• [Description of the task] Begin the reply with the line containing "Target: forearm" and end it with the final line of the listing, reproducing every line between exactly and adding nothing.

• [Recorded data]

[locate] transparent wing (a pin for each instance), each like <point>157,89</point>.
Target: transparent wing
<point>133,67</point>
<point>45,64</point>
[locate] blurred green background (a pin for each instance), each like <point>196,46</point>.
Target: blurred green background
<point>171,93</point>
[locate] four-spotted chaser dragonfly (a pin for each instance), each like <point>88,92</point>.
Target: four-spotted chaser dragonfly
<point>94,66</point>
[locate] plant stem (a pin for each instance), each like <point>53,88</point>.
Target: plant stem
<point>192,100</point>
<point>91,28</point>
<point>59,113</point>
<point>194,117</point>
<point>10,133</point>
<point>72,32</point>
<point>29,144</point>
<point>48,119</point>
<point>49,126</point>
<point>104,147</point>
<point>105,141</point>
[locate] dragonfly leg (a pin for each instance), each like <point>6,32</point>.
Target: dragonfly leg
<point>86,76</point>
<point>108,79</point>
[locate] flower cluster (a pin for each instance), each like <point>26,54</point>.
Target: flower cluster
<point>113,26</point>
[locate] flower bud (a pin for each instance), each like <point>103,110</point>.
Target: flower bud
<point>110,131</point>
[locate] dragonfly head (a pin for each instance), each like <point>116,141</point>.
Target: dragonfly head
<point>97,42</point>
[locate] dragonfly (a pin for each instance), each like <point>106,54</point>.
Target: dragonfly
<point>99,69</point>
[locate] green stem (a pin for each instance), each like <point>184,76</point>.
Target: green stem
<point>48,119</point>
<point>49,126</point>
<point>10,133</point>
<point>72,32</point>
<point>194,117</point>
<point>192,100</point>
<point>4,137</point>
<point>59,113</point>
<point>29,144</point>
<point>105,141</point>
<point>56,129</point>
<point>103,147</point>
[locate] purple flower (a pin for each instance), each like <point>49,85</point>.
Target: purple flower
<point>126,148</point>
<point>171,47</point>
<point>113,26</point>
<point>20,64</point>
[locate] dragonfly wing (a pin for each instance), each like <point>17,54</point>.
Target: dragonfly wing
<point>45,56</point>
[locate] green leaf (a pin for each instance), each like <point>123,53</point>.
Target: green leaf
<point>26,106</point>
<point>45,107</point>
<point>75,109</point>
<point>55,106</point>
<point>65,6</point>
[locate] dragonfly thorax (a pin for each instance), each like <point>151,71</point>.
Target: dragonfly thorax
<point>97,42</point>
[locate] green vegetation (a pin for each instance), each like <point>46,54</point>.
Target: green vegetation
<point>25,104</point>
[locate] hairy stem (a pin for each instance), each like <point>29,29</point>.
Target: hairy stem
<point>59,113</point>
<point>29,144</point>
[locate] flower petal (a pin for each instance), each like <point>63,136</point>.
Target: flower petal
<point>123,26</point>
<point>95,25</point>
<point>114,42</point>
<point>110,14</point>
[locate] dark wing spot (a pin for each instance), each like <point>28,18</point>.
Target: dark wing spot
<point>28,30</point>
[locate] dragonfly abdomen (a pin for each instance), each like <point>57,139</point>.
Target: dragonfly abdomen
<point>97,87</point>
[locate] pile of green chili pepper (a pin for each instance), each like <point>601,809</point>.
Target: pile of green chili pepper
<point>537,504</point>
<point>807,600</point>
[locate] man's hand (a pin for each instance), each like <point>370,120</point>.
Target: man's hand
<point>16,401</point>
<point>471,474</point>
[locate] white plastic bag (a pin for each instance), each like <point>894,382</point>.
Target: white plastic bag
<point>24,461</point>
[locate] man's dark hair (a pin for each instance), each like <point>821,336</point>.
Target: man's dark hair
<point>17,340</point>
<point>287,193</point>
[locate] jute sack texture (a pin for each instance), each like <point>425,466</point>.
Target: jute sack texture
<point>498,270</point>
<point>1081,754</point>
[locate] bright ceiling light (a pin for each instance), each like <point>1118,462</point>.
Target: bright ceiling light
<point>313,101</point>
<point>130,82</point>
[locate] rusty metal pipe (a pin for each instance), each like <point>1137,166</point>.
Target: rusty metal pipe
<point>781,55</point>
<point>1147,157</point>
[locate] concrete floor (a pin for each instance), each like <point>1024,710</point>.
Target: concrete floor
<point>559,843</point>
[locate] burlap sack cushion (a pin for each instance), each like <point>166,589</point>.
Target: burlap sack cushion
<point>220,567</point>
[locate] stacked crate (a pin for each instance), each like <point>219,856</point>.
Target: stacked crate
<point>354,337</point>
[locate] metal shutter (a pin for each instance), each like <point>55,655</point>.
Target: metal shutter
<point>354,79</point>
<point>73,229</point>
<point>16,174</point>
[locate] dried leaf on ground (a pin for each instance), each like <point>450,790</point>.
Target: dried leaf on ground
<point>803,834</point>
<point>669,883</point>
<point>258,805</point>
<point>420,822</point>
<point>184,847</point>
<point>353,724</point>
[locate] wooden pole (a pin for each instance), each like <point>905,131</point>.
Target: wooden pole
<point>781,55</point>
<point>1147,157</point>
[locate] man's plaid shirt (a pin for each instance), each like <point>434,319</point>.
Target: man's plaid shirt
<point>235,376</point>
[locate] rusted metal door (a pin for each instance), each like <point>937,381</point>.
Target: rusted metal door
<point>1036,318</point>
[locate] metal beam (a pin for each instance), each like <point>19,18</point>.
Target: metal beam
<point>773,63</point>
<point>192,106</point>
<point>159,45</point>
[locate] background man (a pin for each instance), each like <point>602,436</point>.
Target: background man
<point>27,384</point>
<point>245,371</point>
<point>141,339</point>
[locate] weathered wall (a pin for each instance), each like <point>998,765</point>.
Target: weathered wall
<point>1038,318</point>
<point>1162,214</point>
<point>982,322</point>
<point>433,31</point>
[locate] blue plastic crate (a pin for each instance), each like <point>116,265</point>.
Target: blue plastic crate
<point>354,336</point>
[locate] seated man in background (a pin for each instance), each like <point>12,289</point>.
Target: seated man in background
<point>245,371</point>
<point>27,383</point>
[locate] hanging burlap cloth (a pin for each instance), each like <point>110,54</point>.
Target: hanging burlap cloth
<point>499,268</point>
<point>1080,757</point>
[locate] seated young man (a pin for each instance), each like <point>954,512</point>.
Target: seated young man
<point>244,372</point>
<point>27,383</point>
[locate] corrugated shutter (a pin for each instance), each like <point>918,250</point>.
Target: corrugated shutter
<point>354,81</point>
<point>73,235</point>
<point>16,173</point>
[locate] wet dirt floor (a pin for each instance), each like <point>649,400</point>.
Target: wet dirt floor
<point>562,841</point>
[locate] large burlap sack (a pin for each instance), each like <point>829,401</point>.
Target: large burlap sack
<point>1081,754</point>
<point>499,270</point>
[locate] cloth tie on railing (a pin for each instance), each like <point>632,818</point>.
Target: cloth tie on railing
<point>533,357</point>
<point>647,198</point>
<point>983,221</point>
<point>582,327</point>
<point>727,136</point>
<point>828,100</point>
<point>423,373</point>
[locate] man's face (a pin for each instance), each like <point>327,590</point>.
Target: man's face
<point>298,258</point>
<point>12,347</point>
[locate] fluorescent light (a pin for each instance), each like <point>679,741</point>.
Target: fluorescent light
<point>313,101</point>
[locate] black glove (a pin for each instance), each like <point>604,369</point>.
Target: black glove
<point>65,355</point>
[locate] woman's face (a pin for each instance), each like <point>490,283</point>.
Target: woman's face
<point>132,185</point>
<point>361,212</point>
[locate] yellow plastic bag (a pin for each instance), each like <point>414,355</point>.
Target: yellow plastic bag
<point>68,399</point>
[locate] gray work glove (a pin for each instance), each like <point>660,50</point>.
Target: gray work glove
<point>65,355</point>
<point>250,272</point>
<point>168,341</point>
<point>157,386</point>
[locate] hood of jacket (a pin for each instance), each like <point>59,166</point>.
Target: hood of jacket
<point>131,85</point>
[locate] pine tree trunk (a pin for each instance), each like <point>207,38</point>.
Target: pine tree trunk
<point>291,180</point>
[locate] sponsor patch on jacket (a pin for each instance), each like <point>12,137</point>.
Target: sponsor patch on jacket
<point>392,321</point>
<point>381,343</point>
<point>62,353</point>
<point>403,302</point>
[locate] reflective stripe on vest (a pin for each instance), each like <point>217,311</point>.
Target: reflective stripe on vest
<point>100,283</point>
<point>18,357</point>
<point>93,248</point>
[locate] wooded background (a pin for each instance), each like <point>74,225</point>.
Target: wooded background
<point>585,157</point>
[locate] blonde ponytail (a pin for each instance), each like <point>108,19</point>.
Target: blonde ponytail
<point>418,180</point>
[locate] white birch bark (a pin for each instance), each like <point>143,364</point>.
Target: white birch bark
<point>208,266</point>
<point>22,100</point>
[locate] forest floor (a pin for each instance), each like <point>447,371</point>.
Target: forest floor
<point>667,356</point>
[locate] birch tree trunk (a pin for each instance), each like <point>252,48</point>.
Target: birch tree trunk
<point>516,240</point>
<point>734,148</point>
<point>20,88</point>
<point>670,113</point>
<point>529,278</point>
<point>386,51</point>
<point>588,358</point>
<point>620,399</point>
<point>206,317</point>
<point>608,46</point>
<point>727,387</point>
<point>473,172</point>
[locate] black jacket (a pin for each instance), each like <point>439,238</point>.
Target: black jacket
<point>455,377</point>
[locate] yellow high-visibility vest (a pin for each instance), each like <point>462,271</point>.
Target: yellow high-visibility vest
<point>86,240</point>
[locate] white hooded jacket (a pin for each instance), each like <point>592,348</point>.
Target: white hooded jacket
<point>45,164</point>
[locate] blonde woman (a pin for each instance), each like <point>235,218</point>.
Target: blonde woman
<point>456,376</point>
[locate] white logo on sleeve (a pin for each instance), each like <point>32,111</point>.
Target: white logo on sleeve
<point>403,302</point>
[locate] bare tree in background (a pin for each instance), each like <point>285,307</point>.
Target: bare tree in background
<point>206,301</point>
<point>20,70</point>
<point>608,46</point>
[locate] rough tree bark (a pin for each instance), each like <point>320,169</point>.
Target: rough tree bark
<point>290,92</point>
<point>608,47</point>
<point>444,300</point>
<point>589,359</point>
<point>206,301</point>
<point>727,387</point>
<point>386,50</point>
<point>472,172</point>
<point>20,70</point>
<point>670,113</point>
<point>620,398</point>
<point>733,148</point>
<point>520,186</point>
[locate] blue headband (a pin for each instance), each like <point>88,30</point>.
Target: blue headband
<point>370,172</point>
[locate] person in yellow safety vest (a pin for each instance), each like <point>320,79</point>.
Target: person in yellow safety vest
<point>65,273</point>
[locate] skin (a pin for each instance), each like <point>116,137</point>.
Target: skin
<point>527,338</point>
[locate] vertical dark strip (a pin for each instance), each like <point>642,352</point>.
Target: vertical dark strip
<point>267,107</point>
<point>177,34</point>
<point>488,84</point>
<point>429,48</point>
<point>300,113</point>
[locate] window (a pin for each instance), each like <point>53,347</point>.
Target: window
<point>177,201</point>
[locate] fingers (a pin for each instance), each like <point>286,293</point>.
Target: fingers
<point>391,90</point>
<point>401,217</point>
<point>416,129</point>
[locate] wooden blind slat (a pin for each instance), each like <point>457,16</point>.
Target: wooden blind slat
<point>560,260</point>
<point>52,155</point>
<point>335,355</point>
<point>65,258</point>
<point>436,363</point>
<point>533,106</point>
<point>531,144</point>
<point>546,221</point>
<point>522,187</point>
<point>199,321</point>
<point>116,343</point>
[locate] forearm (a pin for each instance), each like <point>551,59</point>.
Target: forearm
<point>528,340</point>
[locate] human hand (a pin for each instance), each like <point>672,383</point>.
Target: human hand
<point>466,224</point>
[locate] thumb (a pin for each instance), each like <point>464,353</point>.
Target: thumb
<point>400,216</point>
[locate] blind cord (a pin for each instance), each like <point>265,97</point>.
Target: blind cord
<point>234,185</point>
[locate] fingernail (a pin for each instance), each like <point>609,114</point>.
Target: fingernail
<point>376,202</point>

• [Response for this exercise]
Target: forearm
<point>528,340</point>
[locate] human hand (a pin for each instance), each like <point>672,383</point>.
Target: human hand
<point>466,224</point>
[locate] thumb (a pin for each instance), each like <point>464,353</point>.
Target: thumb
<point>400,216</point>
[locate] blind cord (a pin for each instance), each like <point>265,97</point>.
Target: blind cord
<point>234,185</point>
[locate] fingernail (a pin for each instance), each like <point>609,114</point>.
Target: fingernail
<point>376,202</point>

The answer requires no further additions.